Work instructions >>
Locate every line in the listing below that contains the word "girl", and copy each of those lines.

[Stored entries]
======

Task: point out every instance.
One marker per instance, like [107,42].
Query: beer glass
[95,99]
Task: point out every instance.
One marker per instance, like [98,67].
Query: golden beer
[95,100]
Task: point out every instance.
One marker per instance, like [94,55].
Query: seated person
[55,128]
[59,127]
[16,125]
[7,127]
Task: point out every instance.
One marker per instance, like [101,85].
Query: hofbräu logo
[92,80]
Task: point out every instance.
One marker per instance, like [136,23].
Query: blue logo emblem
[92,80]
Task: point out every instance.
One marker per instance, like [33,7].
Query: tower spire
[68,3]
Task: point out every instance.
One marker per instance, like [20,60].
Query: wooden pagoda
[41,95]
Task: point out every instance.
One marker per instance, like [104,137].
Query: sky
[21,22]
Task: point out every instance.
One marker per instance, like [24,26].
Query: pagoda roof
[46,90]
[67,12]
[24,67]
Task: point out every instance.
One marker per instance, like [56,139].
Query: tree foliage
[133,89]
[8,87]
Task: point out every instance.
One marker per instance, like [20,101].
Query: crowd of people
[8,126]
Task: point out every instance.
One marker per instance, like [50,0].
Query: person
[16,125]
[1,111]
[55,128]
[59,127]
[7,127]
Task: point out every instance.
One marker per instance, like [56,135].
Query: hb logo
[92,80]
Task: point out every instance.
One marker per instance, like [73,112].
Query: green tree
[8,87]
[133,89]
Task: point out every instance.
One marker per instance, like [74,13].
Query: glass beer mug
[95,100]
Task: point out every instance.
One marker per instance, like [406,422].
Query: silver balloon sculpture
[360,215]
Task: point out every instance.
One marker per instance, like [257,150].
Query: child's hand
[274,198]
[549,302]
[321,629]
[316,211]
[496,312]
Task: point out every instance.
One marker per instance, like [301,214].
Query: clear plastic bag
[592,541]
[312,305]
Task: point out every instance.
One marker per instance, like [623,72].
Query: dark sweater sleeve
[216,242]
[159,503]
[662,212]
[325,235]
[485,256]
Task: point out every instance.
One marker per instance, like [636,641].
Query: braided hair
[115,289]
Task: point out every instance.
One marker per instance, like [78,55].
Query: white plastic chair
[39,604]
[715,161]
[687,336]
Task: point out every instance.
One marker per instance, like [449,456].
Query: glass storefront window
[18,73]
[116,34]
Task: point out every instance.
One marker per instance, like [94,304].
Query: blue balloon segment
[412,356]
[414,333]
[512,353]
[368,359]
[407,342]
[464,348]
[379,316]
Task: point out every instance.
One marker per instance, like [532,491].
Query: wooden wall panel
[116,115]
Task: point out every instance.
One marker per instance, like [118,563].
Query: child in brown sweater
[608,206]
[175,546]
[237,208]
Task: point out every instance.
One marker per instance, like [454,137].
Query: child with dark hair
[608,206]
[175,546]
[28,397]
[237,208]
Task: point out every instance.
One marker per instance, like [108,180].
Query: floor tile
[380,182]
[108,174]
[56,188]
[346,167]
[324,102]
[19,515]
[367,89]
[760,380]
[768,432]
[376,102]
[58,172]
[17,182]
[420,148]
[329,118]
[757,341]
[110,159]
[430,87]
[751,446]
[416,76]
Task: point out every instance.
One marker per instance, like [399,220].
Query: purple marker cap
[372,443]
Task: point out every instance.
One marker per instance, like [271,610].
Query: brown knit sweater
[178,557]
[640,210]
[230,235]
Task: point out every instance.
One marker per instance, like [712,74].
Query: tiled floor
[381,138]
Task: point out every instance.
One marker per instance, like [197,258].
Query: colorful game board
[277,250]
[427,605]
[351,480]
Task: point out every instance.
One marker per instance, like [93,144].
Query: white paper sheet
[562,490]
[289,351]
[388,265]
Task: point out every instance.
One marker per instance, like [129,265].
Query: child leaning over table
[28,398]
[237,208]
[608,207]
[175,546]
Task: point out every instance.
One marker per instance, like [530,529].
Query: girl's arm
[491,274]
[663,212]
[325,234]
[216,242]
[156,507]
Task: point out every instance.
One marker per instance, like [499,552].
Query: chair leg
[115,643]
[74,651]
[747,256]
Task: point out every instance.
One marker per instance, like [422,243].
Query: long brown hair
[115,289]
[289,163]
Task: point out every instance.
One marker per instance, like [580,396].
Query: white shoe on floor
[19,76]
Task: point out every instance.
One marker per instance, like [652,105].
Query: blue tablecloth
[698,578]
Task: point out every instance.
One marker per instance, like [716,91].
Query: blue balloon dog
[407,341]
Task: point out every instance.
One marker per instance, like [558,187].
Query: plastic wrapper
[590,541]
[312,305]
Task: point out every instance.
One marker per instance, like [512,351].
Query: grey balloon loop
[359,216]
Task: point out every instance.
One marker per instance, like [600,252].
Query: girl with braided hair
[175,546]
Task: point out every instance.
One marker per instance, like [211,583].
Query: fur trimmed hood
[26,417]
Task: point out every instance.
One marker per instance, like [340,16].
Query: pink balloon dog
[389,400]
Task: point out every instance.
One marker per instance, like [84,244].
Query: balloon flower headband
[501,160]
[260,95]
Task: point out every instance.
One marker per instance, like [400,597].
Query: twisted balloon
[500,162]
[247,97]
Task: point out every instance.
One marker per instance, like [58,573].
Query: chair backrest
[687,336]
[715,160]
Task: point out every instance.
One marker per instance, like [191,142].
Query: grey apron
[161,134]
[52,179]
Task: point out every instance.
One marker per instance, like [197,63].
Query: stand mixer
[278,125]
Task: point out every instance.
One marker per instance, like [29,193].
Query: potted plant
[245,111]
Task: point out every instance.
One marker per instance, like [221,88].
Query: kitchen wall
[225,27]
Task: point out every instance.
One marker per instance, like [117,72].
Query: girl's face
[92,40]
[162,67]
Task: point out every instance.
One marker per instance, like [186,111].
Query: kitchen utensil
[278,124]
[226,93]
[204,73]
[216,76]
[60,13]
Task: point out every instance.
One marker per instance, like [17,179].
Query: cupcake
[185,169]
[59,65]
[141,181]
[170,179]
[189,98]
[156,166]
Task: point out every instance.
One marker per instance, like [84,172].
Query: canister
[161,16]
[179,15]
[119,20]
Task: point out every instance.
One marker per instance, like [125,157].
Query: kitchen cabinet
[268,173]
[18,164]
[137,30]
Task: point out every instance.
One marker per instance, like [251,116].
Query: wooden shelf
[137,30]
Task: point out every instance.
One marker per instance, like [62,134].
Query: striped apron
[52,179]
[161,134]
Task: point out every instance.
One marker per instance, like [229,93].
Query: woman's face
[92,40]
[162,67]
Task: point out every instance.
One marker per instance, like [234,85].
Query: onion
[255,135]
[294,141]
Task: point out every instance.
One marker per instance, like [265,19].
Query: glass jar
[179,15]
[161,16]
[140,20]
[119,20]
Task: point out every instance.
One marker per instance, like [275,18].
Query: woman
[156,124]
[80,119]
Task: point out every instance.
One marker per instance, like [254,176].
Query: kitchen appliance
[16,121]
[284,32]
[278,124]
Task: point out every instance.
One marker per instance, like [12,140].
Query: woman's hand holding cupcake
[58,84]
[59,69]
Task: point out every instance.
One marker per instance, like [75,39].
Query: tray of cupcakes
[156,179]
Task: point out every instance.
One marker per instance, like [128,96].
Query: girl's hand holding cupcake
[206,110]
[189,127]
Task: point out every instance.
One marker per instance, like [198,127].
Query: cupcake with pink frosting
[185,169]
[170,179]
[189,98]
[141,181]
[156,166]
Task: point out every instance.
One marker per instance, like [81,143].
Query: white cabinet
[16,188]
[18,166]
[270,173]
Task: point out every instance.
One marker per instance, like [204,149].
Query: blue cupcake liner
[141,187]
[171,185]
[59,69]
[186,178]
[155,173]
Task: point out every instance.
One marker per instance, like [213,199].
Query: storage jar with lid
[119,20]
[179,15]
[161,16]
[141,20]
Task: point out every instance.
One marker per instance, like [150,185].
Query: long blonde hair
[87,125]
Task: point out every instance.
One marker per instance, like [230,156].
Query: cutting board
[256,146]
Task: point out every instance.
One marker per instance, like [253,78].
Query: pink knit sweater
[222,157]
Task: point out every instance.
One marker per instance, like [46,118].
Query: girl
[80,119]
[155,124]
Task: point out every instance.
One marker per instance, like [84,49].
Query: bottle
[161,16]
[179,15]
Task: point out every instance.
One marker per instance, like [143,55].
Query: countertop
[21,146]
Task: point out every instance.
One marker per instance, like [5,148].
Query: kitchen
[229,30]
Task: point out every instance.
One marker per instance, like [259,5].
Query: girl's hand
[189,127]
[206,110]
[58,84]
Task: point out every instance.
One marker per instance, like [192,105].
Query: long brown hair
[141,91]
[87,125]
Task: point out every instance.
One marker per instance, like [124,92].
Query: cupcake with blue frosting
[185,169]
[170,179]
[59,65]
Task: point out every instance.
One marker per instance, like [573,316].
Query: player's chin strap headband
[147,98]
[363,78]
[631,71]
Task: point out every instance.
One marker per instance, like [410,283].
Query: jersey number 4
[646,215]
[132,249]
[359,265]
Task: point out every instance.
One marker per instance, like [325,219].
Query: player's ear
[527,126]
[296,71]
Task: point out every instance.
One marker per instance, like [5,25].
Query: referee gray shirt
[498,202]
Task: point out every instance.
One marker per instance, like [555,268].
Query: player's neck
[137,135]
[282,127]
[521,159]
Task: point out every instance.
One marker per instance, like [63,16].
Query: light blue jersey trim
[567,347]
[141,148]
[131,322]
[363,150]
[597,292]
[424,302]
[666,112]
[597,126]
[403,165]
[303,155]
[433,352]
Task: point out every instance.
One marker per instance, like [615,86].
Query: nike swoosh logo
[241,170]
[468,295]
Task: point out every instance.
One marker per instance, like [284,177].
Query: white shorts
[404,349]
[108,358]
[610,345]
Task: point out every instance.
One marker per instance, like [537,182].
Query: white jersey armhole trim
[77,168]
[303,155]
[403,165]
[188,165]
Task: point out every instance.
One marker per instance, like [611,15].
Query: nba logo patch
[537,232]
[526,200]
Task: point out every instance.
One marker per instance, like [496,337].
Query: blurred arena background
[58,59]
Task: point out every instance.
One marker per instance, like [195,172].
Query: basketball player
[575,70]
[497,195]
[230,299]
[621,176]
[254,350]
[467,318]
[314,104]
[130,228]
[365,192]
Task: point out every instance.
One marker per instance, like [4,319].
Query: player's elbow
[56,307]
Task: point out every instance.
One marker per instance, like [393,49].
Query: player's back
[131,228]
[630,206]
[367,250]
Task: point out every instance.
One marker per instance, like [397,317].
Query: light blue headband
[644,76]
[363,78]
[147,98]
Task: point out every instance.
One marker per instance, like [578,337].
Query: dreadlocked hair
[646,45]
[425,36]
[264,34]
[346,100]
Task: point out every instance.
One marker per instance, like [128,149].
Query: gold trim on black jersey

======

Answer below >>
Query: girl's arm
Query: girl with braided hair
Query: girl's face
Query: girl's hand holding cupcake
Query: girl
Query: girl's hand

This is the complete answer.